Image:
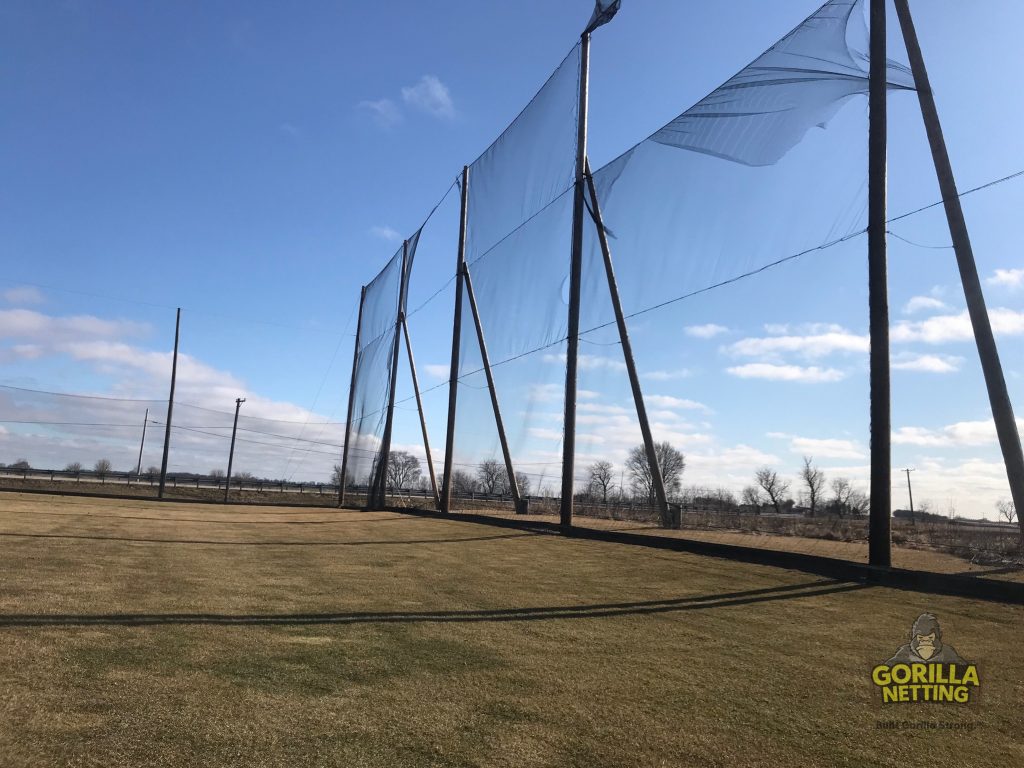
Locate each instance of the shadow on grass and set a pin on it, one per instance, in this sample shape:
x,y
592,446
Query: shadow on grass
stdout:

> **Goal of the exercise**:
Copy every entry word for word, but omit the pictures.

> **Full solution**:
Image:
Locate each instance of the shadow on grass and set a pin on it, one per instance, in this sample shape:
x,y
592,446
Query: shadow on grass
stdout:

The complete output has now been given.